▶ _Problem to work on_
Could you transcribe all of the data exactly and skip any pictures?

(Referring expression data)
---*---

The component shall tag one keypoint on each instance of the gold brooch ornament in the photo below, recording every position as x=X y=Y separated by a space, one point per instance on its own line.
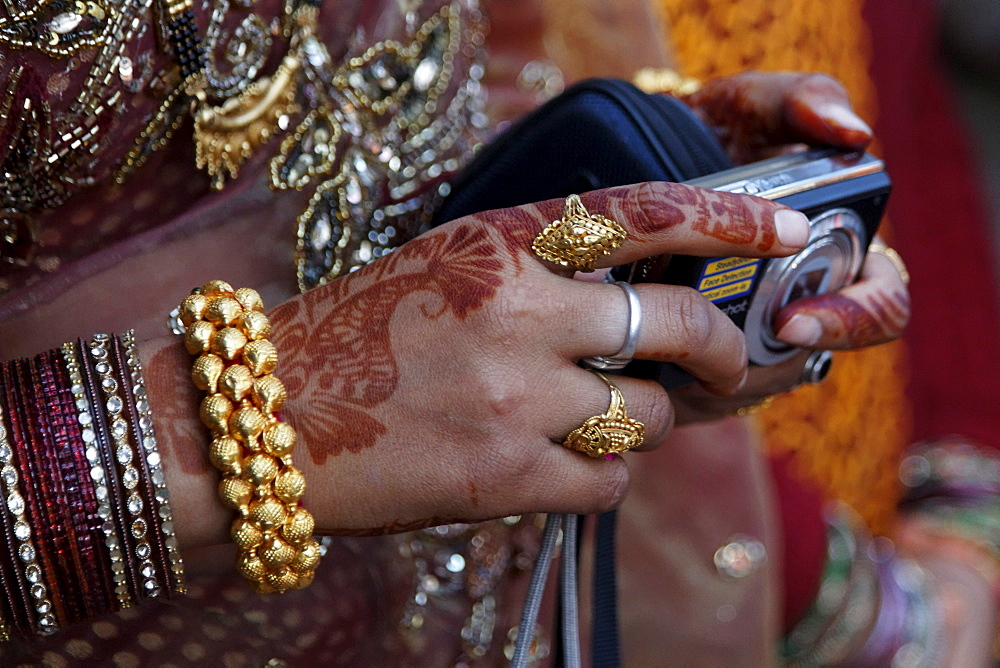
x=579 y=238
x=612 y=432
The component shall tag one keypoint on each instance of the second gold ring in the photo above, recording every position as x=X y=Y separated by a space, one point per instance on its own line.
x=612 y=432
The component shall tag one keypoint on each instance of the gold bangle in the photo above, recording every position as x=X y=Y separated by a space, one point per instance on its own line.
x=665 y=80
x=252 y=448
x=890 y=254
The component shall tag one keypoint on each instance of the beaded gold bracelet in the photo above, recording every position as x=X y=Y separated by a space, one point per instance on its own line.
x=665 y=80
x=252 y=447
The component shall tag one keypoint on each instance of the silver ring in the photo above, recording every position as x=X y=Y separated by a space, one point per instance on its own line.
x=817 y=366
x=621 y=358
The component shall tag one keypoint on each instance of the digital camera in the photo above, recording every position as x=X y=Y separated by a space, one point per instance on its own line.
x=843 y=194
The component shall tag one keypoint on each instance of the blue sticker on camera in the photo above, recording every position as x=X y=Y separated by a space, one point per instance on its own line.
x=728 y=278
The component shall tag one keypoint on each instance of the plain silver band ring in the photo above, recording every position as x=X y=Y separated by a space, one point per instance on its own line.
x=621 y=358
x=817 y=366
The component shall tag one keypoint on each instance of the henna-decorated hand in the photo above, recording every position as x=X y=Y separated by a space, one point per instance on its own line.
x=873 y=310
x=436 y=384
x=760 y=114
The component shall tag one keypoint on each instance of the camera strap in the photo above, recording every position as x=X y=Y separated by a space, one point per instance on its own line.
x=604 y=636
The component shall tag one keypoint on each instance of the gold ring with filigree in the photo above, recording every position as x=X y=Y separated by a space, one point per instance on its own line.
x=579 y=238
x=612 y=432
x=891 y=255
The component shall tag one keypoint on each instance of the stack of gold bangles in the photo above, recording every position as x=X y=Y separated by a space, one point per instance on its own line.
x=228 y=331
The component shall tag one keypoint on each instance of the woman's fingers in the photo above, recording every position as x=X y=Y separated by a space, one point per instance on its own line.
x=661 y=217
x=677 y=325
x=872 y=311
x=753 y=111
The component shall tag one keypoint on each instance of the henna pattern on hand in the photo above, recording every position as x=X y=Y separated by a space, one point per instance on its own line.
x=754 y=111
x=881 y=319
x=653 y=208
x=175 y=404
x=337 y=357
x=400 y=526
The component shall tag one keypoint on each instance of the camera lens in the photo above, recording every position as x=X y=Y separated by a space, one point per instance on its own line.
x=830 y=260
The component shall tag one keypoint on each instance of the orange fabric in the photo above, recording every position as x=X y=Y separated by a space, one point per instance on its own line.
x=846 y=434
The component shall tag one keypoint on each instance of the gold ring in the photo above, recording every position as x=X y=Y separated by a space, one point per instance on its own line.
x=612 y=432
x=752 y=409
x=891 y=255
x=579 y=238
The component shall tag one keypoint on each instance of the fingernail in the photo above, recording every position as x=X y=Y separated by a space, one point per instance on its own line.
x=792 y=228
x=842 y=116
x=801 y=330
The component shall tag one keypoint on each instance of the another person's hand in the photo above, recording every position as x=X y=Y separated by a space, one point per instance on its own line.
x=871 y=311
x=757 y=115
x=436 y=384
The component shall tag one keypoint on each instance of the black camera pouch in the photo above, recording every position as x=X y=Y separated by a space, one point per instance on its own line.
x=597 y=134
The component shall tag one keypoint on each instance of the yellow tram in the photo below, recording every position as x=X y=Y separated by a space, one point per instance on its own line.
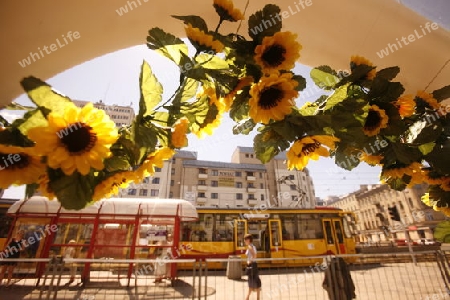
x=277 y=232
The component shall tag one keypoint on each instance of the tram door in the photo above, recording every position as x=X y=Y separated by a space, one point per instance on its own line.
x=334 y=236
x=276 y=240
x=240 y=230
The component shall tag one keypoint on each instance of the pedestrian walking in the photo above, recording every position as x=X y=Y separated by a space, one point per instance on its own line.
x=254 y=282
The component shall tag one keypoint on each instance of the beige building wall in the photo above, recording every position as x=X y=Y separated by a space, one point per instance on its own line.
x=370 y=205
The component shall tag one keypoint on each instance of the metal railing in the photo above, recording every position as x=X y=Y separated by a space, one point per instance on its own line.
x=374 y=276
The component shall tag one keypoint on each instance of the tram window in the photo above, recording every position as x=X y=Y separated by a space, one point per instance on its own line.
x=310 y=229
x=337 y=227
x=330 y=239
x=6 y=224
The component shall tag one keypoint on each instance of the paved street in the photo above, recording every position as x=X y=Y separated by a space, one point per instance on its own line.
x=388 y=281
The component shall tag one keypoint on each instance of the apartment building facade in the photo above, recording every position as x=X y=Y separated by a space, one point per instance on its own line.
x=370 y=204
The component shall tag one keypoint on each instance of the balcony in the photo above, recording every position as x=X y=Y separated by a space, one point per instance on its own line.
x=202 y=200
x=202 y=187
x=252 y=202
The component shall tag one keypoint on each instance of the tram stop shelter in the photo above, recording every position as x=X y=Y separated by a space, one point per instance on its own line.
x=115 y=229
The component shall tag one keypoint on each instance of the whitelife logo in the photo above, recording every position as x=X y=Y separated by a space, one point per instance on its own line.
x=34 y=56
x=391 y=48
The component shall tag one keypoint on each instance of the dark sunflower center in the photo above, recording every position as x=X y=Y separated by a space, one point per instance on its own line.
x=270 y=96
x=310 y=148
x=14 y=161
x=274 y=56
x=79 y=138
x=373 y=120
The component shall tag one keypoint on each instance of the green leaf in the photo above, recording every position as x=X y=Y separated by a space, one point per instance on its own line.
x=388 y=73
x=337 y=97
x=195 y=21
x=442 y=94
x=427 y=148
x=74 y=191
x=301 y=82
x=44 y=96
x=439 y=158
x=244 y=127
x=239 y=108
x=264 y=23
x=151 y=90
x=166 y=44
x=324 y=77
x=208 y=61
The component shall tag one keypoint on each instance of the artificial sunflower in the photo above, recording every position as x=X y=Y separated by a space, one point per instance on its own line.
x=202 y=39
x=414 y=170
x=76 y=141
x=111 y=185
x=179 y=131
x=228 y=99
x=19 y=165
x=44 y=187
x=225 y=9
x=278 y=52
x=356 y=60
x=272 y=98
x=375 y=121
x=428 y=99
x=445 y=185
x=155 y=159
x=310 y=147
x=372 y=160
x=406 y=105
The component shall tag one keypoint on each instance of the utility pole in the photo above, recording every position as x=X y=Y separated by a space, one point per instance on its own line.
x=395 y=216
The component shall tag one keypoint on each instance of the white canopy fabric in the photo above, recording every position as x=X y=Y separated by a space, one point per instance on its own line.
x=121 y=206
x=330 y=32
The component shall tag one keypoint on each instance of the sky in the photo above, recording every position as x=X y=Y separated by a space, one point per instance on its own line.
x=114 y=78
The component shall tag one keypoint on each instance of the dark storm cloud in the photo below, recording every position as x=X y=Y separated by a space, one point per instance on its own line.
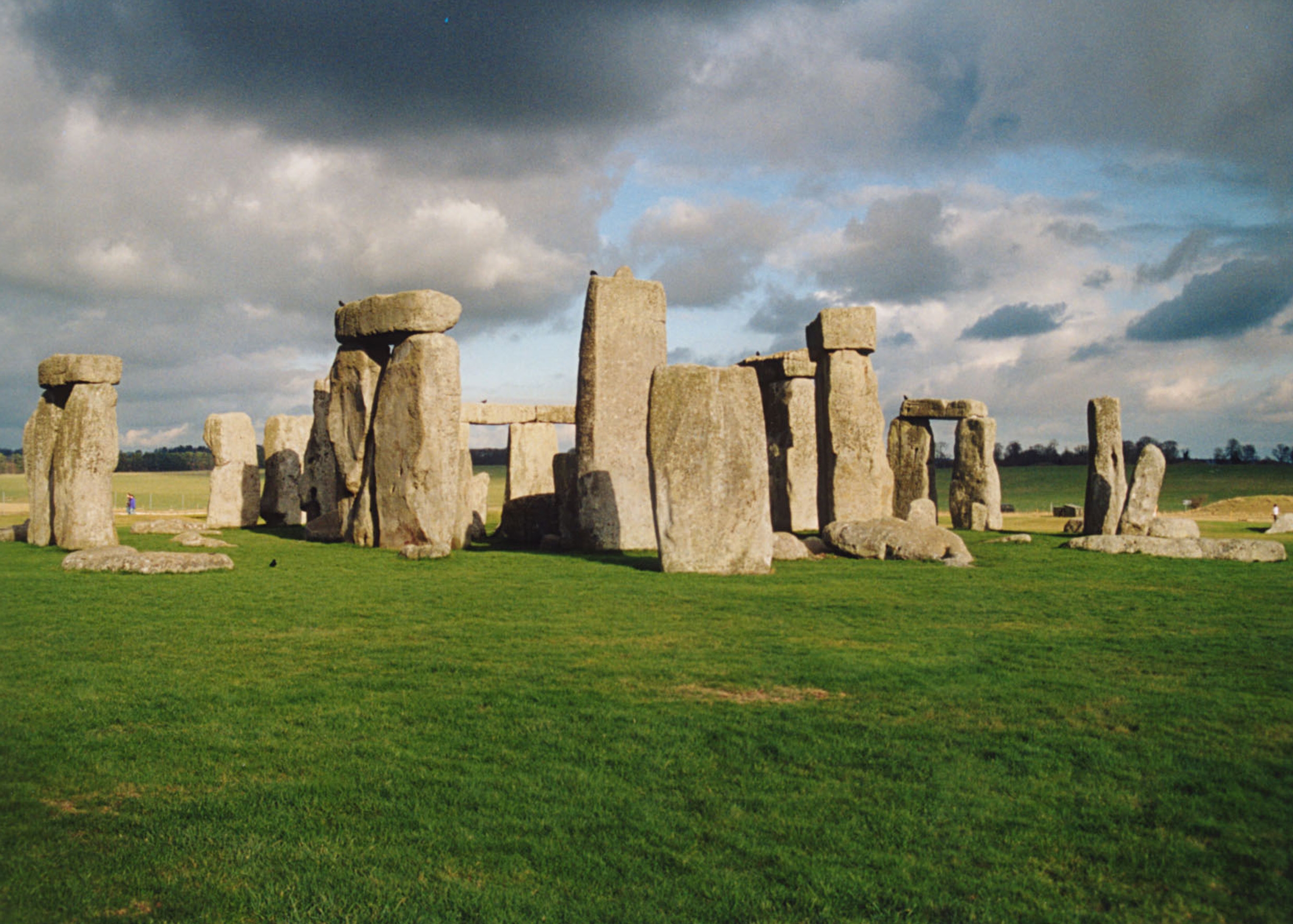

---*---

▶ _Exercise solution_
The component shall tag one keypoint on each instance of the gold brooch ornament in the photo below, recording every position as x=X y=Y separated by a space, one point per instance on its own line.
x=579 y=238
x=612 y=432
The component shall tag one keypoint on each instance of the second gold ring in the photo above, recording every position as x=X y=Y separated by a space, one point per instance on its own line.
x=612 y=432
The component shall tag one keypoint on each instance of the gold bangle in the photo above, recording every position as x=X y=Y separated by a space, one point per instance on its own line.
x=665 y=80
x=252 y=448
x=890 y=254
The component shall tag one keypoint on each instance of the beaded gold bracelet in the photo above, recording every position as x=X y=Y separated by a space, one point per instance on its own line.
x=665 y=80
x=252 y=447
The component shall tag one keypoint on each instance of the silver ring in the photo above, recording every position as x=X y=Y separated by a space, one point per instance on its own line.
x=817 y=366
x=621 y=358
The component shall tag one keypoint on each instance of the digital camera in the photo above, recording every position as x=X y=Y separated by a space, one point per instance on its own line.
x=843 y=194
The component shall tag one keypoint on each instance of the blue sticker on camera in the photo above, recording every position as x=X y=Y separated by a space, one point per instance on its own line.
x=728 y=278
The component shall tag one keypoint on each instance of the plain silver band ring in the photo above, recording every position as x=X y=Y separated by a space, one point per instance on its own line.
x=621 y=358
x=817 y=366
The component shall tag one keypoint on each instance of the henna-decorated hand in the photo above, recording every position as x=X y=Y separated by a space, one point per instance on its own line.
x=873 y=310
x=436 y=384
x=760 y=114
The component shall tag one keypoint on each instance of the camera strap in the photo above, recording every position as x=X y=Y separated by a space, one point per instance on its own line.
x=604 y=636
The component shall tag one keypoint on each instance of the gold ring with filigree in the photo above, recording every position as x=X y=Y separated by a space, one point per instance on its own line.
x=579 y=238
x=612 y=432
x=891 y=255
The component shall tag one keypoint on each instance of the stack of gold bangles in the photo above, recording every position as x=X y=Y separated by a space, one point per instance on its own line.
x=228 y=331
The component shall tag one keypoint on each instance of the woman's fingers in the photo above, recording every position as x=X y=Y separated by a space, one point per instance on its own line.
x=661 y=217
x=677 y=325
x=872 y=311
x=753 y=111
The component shall tag one keypoint on each instance of the henna pattern on hand in the photo above, recording every position as x=X y=Y separated by a space, one point per instance on its own line.
x=754 y=111
x=881 y=319
x=653 y=208
x=175 y=404
x=337 y=357
x=400 y=526
The component shall tag one keypoint on each instance of the camera lens in the photo above, recording every position as x=X y=Y separated by a space, one point per instance on its own line.
x=830 y=260
The component shall tag one keypoint on each instance of the orange fabric in the photo above, recording every position as x=X y=Y separated by a space, one point per instance on its own line.
x=846 y=434
The component shall tag one keypoint on each instance of the gold ring in the photo above, recording every position as x=X y=Y separated by a space, one point per instance on its own line.
x=612 y=432
x=752 y=409
x=891 y=255
x=579 y=238
The component shall tag one keypoint on each instance of the fingernail in the photo above, recording every position as x=X y=Y separated by a space, one point per instance on its own line.
x=792 y=228
x=842 y=116
x=801 y=330
The component shall tag one keypoint on each instance of the another person's hand in the photo above, recording every position as x=X y=Y separated by a space, one point per instance on its own line.
x=871 y=311
x=757 y=115
x=436 y=384
The component shall tag one keypoint on each instance of the black camera pouch in the photo above, recording every position as x=X y=Y separated by a space, one point per instance on its own line.
x=597 y=134
The component shall tag one keypoint on each instance of the yellow tram in the photo below, recording every position as x=X y=Y separated by a space, one point per instance on its own line.
x=277 y=232
The component shall tag one keypoint on each instance of the tram door in the photo above, recording every position as x=X y=Y separated by a space, one point per instance on its own line.
x=334 y=236
x=276 y=240
x=240 y=230
The component shall tag one keypoint on each instance of the pedestrian walking in the photo above, recording every position as x=X y=Y separated by a space, one point per instance on its own line.
x=254 y=282
The component shall tag one keypoint on each instance of the beige building wall in the photo above, recording every position as x=X y=Y separated by a space, one point per instance on its own line.
x=370 y=205
The component shall tag one keypoint on each instance of the metal railing in the photo above, recording every position as x=X y=Y separated by a space, one point per instance on its own line.
x=374 y=276
The component shall tag one keypoint on each instance of the tram window in the photo above, recording every position as x=X y=Y separated by a space, one point per instance on its own line.
x=310 y=229
x=337 y=227
x=330 y=239
x=6 y=224
The component shall tag one keypoint on each instance of the paved street in the photo above, recording every position as x=X y=Y separated by a space, one point per instance on its own line.
x=388 y=281
The component shall tag one keypoint on each instance of the apartment building facade in the photo above, recording every position as x=X y=Y separated by a space, one point per instance on its own line.
x=370 y=204
The component shall tag one keypoint on each instance of the balcony in the photo above, recording every position as x=X y=Y separated by a space, one point per instance on its own line.
x=202 y=200
x=202 y=187
x=252 y=202
The component shall tag one keypoint on each instance of the tram stop shelter in the photo above, recording every position as x=X y=Y separated by a space, one point per instance on its own line.
x=115 y=229
The component shall tag one keypoint on each instance of the whitelife logo in the photo above, recording every position as x=X y=Y separated by a space, one point per instance on its own line.
x=34 y=56
x=391 y=48
The component shall tag one keypoint on each instance of the dark sunflower center in the photo above, recording every position as x=X y=Y separated by a space, one point per instance on its own line.
x=270 y=96
x=310 y=148
x=14 y=161
x=274 y=56
x=79 y=138
x=373 y=120
The component shall tag one keypoint on each instance of the green leaf in the photo above, recording every position as x=X y=Y separated by a space, one point per instance on its own line.
x=388 y=73
x=337 y=97
x=195 y=21
x=442 y=94
x=427 y=148
x=74 y=191
x=301 y=82
x=44 y=96
x=439 y=158
x=244 y=127
x=239 y=108
x=264 y=23
x=151 y=90
x=166 y=44
x=324 y=77
x=208 y=61
The component shall tag one keypoint on each instance of the artificial sunflower in the photo above, recording every position as x=X y=Y separated by a space, one point per instance on its own line.
x=202 y=39
x=414 y=170
x=76 y=141
x=111 y=185
x=179 y=131
x=228 y=99
x=19 y=165
x=44 y=187
x=225 y=9
x=278 y=52
x=356 y=60
x=272 y=98
x=375 y=121
x=428 y=99
x=445 y=185
x=155 y=159
x=310 y=147
x=372 y=160
x=406 y=105
The component shall tag one keypoint on each instance of the utility pole in the photo above, recording every position as x=X y=Y separated by a space, one point per instance on its own line.
x=395 y=216
The component shall tag one keypoint on each instance of the white canopy fabric in the photo above, recording every position as x=X y=Y separated by a space, one point per instance on its own line.
x=121 y=206
x=330 y=32
The component shall tag one keypoint on each instance of the sky in the photo above, recording every position as x=X y=Y separated by a space, one point per instance on its own line.
x=114 y=78
The component shall tag one keypoint on each instance of the dark storm cloud in the photo below, recording every position as x=X y=Y separated by a space, one point per instance on its own line.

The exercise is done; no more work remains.